- **BRONTEKST**:
--*--

Stofwisseling in de cel

Organismen hebben in alle levende cellen bouwstoffen en energie nodig. Daarvoor worden stoffen uit de omgeving opgenomen en omgezet in andere stoffen (stofwisseling). Via hun bladeren en wortels nemen planten water, koolstofdioxide en lichtenergie op en zetten deze om in glucose. Dieren eten andere organismen en breken die af tot bouwstoffen en energierijke stoffen. De afvalstoffen die bij de stofwisseling ontstaan, worden afgegeven aan de omgeving.

Snel navigeren door HOOFDSTUK 3 van VWO 5

Paragraaf 1: Chemie in cellen

  • Je kunt beschrijven wat stofwisseling, assimilatie en dissimilatie zijn en wat er bij deze reacties met de energie gebeurt.

Stofwisseling (metabolisme) omvat alle chemische omzettingen in een organisme en speelt een essentiële rol bij de energievoorziening en opbouw van cellen.

Metabolisme en basale stofwisseling

  • Metabolisme bestaat uit assimilatie (opbouw van organische stoffen) en dissimilatie (afbraak van organische stoffen).
  • Basale stofwisseling omvat alle levensprocessen die doorgaan in rust, zoals ademhaling, hartslag en spijsvertering.

Energierijke stoffen en chemische energie

  • Organische stoffen bevatten koolstof-, waterstof- en zuurstofatomen en zijn energierijk.
  • Anorganische stoffen zoals water en mineralen bevatten minder energie.
  • Chemische energie is opgeslagen in de atoombindingen van energierijke stoffen.

Assimilatie en dissimilatie

  • Assimilatie bouwt kleine moleculen om tot grote organische moleculen, wat energie kost.
  • Dissimilatie breekt grote moleculen af, waardoor energie vrijkomt.
  • Autotrofe organismen kunnen door koolstofassimilatie zelf glucose maken uit koolstofdioxide en water.
  • Heterotrofe organismen verkrijgen energie door dissimilatie van organische stoffen.

Energiedragers en ATP

  • ATP (adenosinetrifosfaat) transporteert chemische energie binnen de cel.
  • ATP wordt gevormd bij fotosynthese en verbranding in chloroplasten en mitochondriën.

--*--

- **VRAGEN**:
1. Geef uit de tekst over stofwisseling letterlijk het gedeelte weer tussen "Organismen hebben in" en "opbouw van cellen.", beide inbegrepen.
2. Welke soorten atomen bevatten organische stoffen volgens de tekst over stofwisseling? Noem ze alle.
3. Waarom nemen organismen volgens de tekst over stofwisseling stoffen uit de omgeving op? Antwoord in één tot drie zinnen.

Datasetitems

--*--

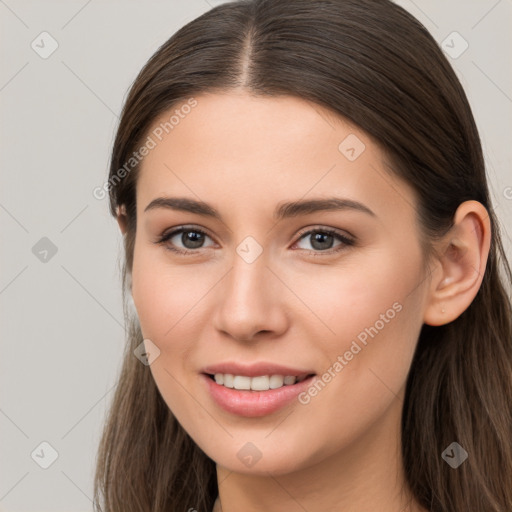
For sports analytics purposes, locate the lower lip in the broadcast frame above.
[201,373,315,418]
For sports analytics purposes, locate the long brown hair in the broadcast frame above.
[94,0,512,512]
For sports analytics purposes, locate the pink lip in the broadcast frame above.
[200,372,315,418]
[201,361,315,377]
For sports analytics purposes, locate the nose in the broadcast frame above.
[213,246,290,342]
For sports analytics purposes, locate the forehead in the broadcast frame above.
[137,92,412,222]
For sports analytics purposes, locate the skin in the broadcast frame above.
[118,90,490,512]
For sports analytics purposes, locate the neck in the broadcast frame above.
[214,399,426,512]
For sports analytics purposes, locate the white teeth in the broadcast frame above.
[233,375,251,389]
[214,373,305,391]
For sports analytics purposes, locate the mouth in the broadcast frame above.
[204,373,316,392]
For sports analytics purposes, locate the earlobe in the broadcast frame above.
[424,201,491,326]
[116,204,127,235]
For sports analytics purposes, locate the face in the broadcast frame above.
[132,92,427,474]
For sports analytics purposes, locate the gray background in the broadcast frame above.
[0,0,512,512]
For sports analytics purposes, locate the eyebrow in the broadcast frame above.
[144,197,376,221]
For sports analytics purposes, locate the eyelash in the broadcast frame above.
[154,227,355,257]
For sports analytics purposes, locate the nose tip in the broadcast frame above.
[214,256,287,343]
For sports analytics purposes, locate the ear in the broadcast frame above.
[116,204,127,235]
[423,201,491,326]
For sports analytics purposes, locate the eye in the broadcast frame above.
[155,227,211,254]
[296,228,355,256]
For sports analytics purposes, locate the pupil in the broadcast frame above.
[311,233,333,249]
[181,231,203,249]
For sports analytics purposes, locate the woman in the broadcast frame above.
[95,0,512,512]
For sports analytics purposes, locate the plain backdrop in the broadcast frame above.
[0,0,512,512]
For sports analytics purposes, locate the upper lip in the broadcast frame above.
[202,361,315,377]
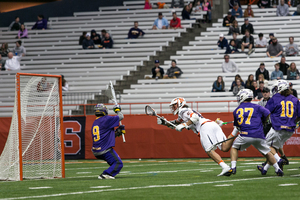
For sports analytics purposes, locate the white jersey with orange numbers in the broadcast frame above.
[177,108,211,134]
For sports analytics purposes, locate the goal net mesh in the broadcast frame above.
[0,75,62,180]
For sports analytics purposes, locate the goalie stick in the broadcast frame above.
[105,81,126,143]
[145,105,176,128]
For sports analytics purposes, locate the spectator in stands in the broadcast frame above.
[169,12,182,29]
[241,29,254,55]
[245,74,254,89]
[8,17,21,31]
[0,54,6,71]
[228,20,241,35]
[101,33,114,49]
[285,37,299,56]
[222,54,239,73]
[0,43,10,57]
[289,82,298,99]
[258,87,270,107]
[287,62,300,80]
[16,24,28,39]
[228,0,242,9]
[152,60,165,79]
[230,33,242,49]
[217,33,228,50]
[231,3,243,18]
[268,33,274,45]
[271,63,283,80]
[152,12,169,30]
[276,0,289,16]
[276,0,289,16]
[255,33,268,48]
[241,18,254,35]
[79,31,87,45]
[257,0,271,8]
[232,79,245,96]
[31,15,48,30]
[171,0,184,8]
[128,21,145,39]
[277,56,290,75]
[91,29,101,44]
[255,63,270,80]
[5,52,22,71]
[164,60,183,78]
[256,81,265,100]
[82,33,95,49]
[12,40,26,56]
[244,4,254,17]
[202,0,211,23]
[267,37,283,57]
[61,75,69,91]
[211,76,225,92]
[229,74,245,92]
[225,40,239,54]
[101,29,107,42]
[223,12,235,27]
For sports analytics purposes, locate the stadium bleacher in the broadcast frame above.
[0,0,300,116]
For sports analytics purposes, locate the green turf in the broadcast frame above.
[0,158,300,200]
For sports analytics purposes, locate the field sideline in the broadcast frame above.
[0,157,300,200]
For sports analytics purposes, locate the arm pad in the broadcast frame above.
[190,113,199,124]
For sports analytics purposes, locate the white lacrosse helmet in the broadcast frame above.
[237,89,253,104]
[169,97,186,115]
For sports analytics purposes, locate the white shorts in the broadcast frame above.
[232,135,271,155]
[200,122,226,152]
[266,128,294,149]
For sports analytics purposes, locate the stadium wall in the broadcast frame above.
[0,113,300,159]
[0,0,140,28]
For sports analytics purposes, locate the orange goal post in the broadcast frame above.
[0,73,65,181]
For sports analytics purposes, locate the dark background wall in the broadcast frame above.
[0,0,142,27]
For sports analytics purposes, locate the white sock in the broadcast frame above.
[219,160,229,169]
[273,163,280,172]
[264,163,270,171]
[231,161,236,168]
[274,153,280,162]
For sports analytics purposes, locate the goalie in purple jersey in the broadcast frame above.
[92,104,125,179]
[230,89,283,176]
[257,80,300,174]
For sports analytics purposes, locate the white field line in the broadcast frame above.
[0,177,274,200]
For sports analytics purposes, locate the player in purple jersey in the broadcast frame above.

--*--

- **ANTWOORDEN**:
1.
Organismen hebben in alle levende cellen bouwstoffen en energie nodig. Daarvoor worden stoffen uit de omgeving opgenomen en omgezet in andere stoffen (stofwisseling). Via hun bladeren en wortels nemen planten water, koolstofdioxide en lichtenergie op en zetten deze om in glucose. Dieren eten andere organismen en breken die af tot bouwstoffen en energierijke stoffen. De afvalstoffen die bij de stofwisseling ontstaan, worden afgegeven aan de omgeving.

Snel navigeren door HOOFDSTUK 3 van VWO 5

Paragraaf 1: Chemie in cellen

  • Je kunt beschrijven wat stofwisseling, assimilatie en dissimilatie zijn en wat er bij deze reacties met de energie gebeurt.

Stofwisseling (metabolisme) omvat alle chemische omzettingen in een organisme en speelt een essentiële rol bij de energievoorziening en opbouw van cellen.

2. Koolstofatomen, waterstofatomen en zuurstofatomen.

3. Organismen hebben in al hun levende cellen bouwstoffen en energie nodig. Daarvoor nemen zij stoffen uit de omgeving op en zetten die om in andere stoffen.